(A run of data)
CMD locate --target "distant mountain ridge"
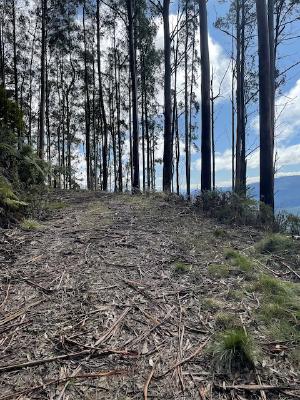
[250,175,300,214]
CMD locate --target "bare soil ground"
[0,192,300,400]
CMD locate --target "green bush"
[213,327,255,373]
[0,86,47,226]
[256,233,294,254]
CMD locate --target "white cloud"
[155,14,232,105]
[276,79,300,142]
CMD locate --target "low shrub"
[212,327,255,373]
[256,233,294,254]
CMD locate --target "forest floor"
[0,191,300,400]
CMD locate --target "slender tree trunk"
[199,0,211,192]
[235,0,246,196]
[163,0,173,192]
[210,71,216,190]
[256,0,274,211]
[12,0,19,103]
[128,76,133,187]
[45,57,52,187]
[97,0,108,191]
[126,0,140,192]
[268,0,276,143]
[38,0,48,159]
[231,45,235,191]
[0,16,5,87]
[82,3,91,189]
[27,22,37,145]
[117,60,123,192]
[184,0,191,199]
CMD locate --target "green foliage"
[195,190,300,237]
[254,274,300,341]
[256,233,294,254]
[208,264,231,278]
[213,327,255,372]
[254,274,291,296]
[214,228,227,239]
[202,297,222,311]
[0,87,46,225]
[196,191,259,225]
[215,312,237,330]
[0,175,27,211]
[174,261,192,275]
[47,201,68,210]
[20,219,42,231]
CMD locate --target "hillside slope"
[0,192,300,400]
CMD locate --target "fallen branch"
[155,338,210,379]
[0,370,128,400]
[0,348,136,374]
[144,364,155,400]
[95,307,130,346]
[0,350,91,374]
[214,383,299,392]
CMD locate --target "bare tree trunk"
[199,0,211,192]
[163,0,173,192]
[0,16,5,87]
[27,21,37,145]
[231,43,235,191]
[38,0,48,159]
[97,0,108,191]
[268,0,276,143]
[82,2,91,189]
[126,0,140,191]
[12,0,19,103]
[256,0,274,211]
[184,0,191,199]
[210,71,216,190]
[235,0,246,195]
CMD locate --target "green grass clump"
[48,201,68,210]
[213,327,255,373]
[225,249,253,272]
[0,175,28,211]
[208,264,231,278]
[226,290,245,301]
[174,261,192,275]
[215,311,237,330]
[214,228,228,238]
[20,219,42,231]
[254,274,300,341]
[202,297,222,311]
[266,320,300,342]
[256,233,294,254]
[254,274,291,297]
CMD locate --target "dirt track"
[0,192,300,400]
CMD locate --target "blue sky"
[164,0,300,188]
[80,0,300,191]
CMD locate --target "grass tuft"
[213,327,255,373]
[208,264,231,278]
[48,201,68,210]
[254,274,291,297]
[174,261,192,275]
[201,297,222,311]
[256,233,294,254]
[215,311,237,330]
[214,228,228,238]
[20,219,42,231]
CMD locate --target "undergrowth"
[195,190,300,237]
[212,327,255,372]
[20,219,42,231]
[256,233,294,254]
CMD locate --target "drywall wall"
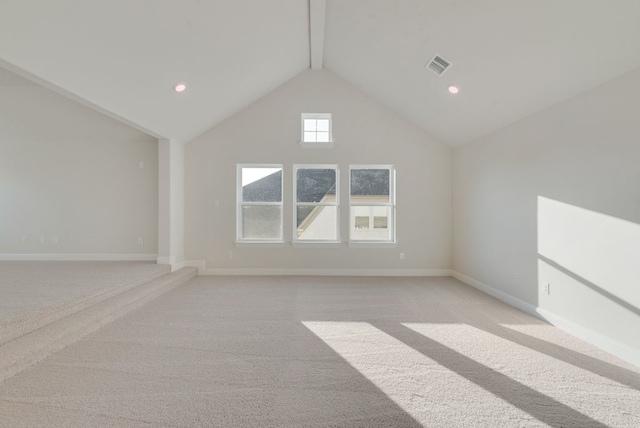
[0,69,158,260]
[453,69,640,363]
[185,70,451,274]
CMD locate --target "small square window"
[300,113,333,148]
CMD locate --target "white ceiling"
[0,0,640,145]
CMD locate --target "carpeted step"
[0,266,171,346]
[0,268,197,382]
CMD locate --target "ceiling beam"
[309,0,327,70]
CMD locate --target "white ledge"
[234,241,284,247]
[347,241,398,248]
[291,241,342,248]
[298,141,333,149]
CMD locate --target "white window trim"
[235,163,285,247]
[300,113,334,149]
[291,164,341,248]
[347,164,397,244]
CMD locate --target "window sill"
[291,241,342,248]
[347,241,398,248]
[234,241,284,247]
[299,141,333,149]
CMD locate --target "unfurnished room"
[0,0,640,428]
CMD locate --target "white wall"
[453,69,640,364]
[185,70,451,273]
[0,69,158,260]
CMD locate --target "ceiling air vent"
[427,55,451,76]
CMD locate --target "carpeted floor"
[0,277,640,428]
[0,261,169,329]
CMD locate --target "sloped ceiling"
[0,0,640,145]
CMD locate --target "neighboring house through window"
[293,165,340,243]
[349,165,395,243]
[236,164,283,243]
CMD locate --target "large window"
[236,164,283,242]
[293,165,340,243]
[349,165,396,243]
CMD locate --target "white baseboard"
[186,260,451,276]
[451,270,542,319]
[156,256,177,265]
[538,308,640,367]
[452,271,640,367]
[0,253,158,262]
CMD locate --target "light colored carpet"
[0,261,170,338]
[0,277,640,427]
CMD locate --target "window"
[293,165,340,243]
[236,164,283,243]
[300,113,333,147]
[349,165,396,243]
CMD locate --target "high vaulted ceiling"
[0,0,640,145]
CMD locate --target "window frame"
[291,164,340,247]
[300,113,333,149]
[235,163,285,246]
[347,164,397,248]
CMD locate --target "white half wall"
[158,139,185,271]
[453,69,640,364]
[185,70,451,274]
[0,68,158,260]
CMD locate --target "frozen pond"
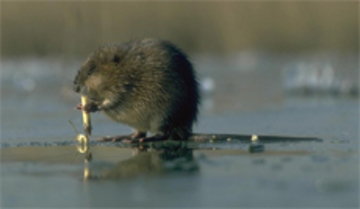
[0,53,359,208]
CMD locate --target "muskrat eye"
[113,54,120,63]
[88,65,95,76]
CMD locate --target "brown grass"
[1,1,359,56]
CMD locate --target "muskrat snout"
[73,83,80,93]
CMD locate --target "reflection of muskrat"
[74,39,199,142]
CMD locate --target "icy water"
[0,53,359,208]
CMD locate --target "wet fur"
[74,39,199,140]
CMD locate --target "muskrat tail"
[170,126,192,141]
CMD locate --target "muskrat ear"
[113,54,120,63]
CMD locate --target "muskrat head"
[73,46,121,96]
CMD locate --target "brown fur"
[74,39,199,140]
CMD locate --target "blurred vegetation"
[1,1,359,56]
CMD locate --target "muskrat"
[74,39,199,142]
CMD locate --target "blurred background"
[1,1,359,127]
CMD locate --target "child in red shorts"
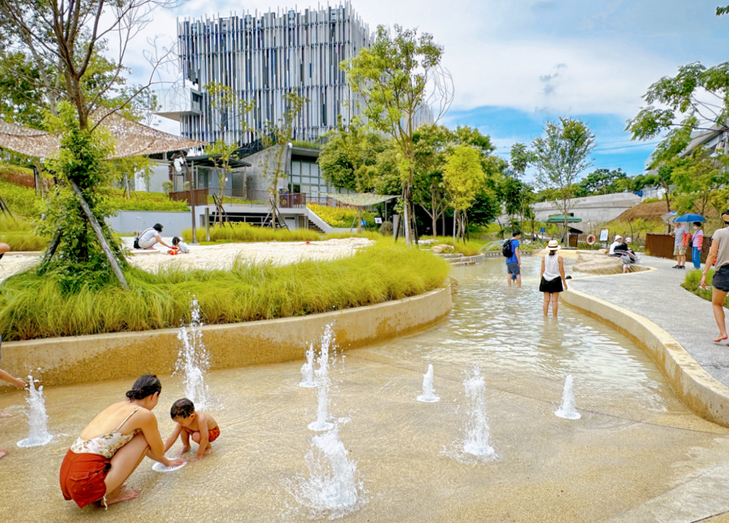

■ **EXERCISE OBJECTIVE**: Collect every line of the data above that contains the string "window". Matching is case-sensitive.

■ **WRITTEN SOLUTION**:
CMD locate --target "small square window"
CMD locate --target "white window trim"
CMD locate --target "window sill"
CMD locate --target "neighboring house through window"
CMD locate --target "large window"
CMD locate --target "window"
CMD locate --target "window frame"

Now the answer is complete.